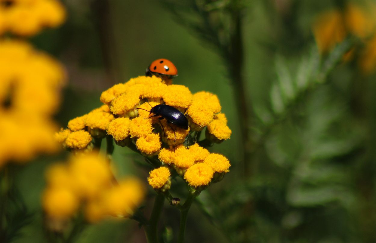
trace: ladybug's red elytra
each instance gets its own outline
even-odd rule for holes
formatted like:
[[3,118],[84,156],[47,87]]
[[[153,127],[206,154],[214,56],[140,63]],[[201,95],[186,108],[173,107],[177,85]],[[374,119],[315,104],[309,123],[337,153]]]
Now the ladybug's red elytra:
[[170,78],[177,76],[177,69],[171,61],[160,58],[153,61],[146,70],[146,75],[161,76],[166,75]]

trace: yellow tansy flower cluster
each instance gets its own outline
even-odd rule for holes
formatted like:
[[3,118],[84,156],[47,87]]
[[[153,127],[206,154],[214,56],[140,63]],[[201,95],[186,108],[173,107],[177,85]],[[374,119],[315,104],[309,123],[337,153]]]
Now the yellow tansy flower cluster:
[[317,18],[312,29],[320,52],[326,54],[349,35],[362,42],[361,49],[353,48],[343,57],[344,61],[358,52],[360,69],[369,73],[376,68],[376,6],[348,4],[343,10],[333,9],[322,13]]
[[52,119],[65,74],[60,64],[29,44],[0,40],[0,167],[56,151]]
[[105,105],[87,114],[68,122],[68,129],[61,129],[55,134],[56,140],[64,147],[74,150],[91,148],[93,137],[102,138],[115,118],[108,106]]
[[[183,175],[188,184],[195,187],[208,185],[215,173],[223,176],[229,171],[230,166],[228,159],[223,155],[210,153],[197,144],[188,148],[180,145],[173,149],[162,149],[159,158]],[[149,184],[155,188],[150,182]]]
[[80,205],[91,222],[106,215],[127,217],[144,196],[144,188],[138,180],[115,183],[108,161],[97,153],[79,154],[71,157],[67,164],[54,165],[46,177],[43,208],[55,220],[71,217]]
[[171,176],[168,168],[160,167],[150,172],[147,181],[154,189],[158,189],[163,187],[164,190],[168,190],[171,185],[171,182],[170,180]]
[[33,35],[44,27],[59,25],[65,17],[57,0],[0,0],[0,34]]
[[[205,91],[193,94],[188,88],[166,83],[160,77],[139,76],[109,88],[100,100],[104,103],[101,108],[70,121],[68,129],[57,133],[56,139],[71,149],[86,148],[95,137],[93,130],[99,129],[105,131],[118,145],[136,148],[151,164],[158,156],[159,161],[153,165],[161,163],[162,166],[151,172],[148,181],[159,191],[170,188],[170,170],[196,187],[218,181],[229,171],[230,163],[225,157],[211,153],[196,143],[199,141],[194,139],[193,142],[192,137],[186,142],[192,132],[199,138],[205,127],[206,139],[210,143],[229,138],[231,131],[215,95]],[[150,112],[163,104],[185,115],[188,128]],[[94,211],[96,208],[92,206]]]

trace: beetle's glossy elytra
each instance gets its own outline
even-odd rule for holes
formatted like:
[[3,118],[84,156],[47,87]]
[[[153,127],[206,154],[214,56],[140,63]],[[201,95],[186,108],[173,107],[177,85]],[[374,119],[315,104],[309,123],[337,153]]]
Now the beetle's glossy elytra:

EXERCISE AIM:
Quote everything in the listing above exactly; pictures are the only thing to omit.

RESULT OF THE EXERCISE:
trace: ladybug's red elytra
each instance gets its own outline
even-odd rule for holes
formatted like:
[[3,118],[84,156],[47,87]]
[[[153,127],[206,154],[214,56],[140,63]],[[201,95],[186,108],[173,107],[177,85]],[[374,119],[315,104],[309,123],[337,153]]]
Now the ladybug's red elytra:
[[170,78],[177,76],[177,69],[171,61],[160,58],[153,61],[146,70],[146,75],[161,76],[166,75]]

trace: yellow tansy flower cluster
each instance gets its own outline
even-odd rule for holes
formatted like:
[[3,118],[84,156],[47,87]]
[[[153,127],[206,154],[214,56],[140,63]],[[201,95],[186,108],[173,107],[177,85]],[[374,119],[315,104],[309,123],[337,153]]]
Now the yellow tansy flower cluster:
[[317,18],[312,29],[320,52],[326,54],[349,35],[362,42],[361,49],[353,48],[343,57],[344,61],[358,52],[360,69],[369,73],[376,68],[376,6],[348,4],[343,10],[333,9],[322,13]]
[[52,119],[65,74],[60,64],[29,44],[0,40],[0,167],[56,151]]
[[105,105],[87,114],[68,122],[68,129],[61,129],[55,134],[56,140],[64,147],[74,150],[91,148],[93,137],[102,138],[115,118],[108,106]]
[[[183,175],[188,184],[195,187],[208,185],[215,173],[223,176],[229,171],[230,166],[228,159],[223,155],[210,153],[197,144],[188,148],[180,145],[173,149],[162,149],[159,158]],[[149,184],[155,188],[150,182]]]
[[80,205],[91,222],[106,215],[127,217],[144,196],[144,188],[138,180],[115,183],[108,161],[97,153],[79,154],[71,157],[67,164],[54,165],[46,177],[43,208],[55,220],[71,217]]
[[171,176],[168,168],[160,167],[150,172],[147,181],[154,189],[158,189],[163,187],[164,190],[168,190],[171,185],[171,182],[170,180]]
[[33,35],[44,27],[59,25],[65,17],[57,0],[0,0],[0,34]]
[[[205,91],[193,94],[188,88],[166,83],[160,77],[139,76],[109,88],[100,100],[104,103],[101,108],[70,121],[68,129],[57,133],[56,139],[71,149],[86,148],[95,137],[93,130],[99,129],[105,131],[118,145],[136,148],[151,164],[158,156],[159,161],[153,165],[161,163],[162,166],[151,172],[148,181],[159,191],[170,188],[170,170],[196,187],[218,181],[229,171],[230,163],[225,157],[211,153],[196,143],[199,141],[194,139],[193,142],[192,137],[186,142],[192,132],[199,138],[205,127],[206,139],[210,143],[229,138],[231,131],[215,95]],[[150,112],[163,104],[185,115],[188,128]],[[94,211],[96,208],[92,206]]]

trace: beetle's glossy elytra
each instance gets its own outline
even-odd rule for holes
formatted like:
[[3,118],[84,156],[47,87]]
[[[153,127],[206,154],[214,56],[140,63]],[[201,95],[186,108],[173,107],[177,85]],[[374,119],[315,104],[309,123],[337,153]]]
Now the beetle's glossy elytra:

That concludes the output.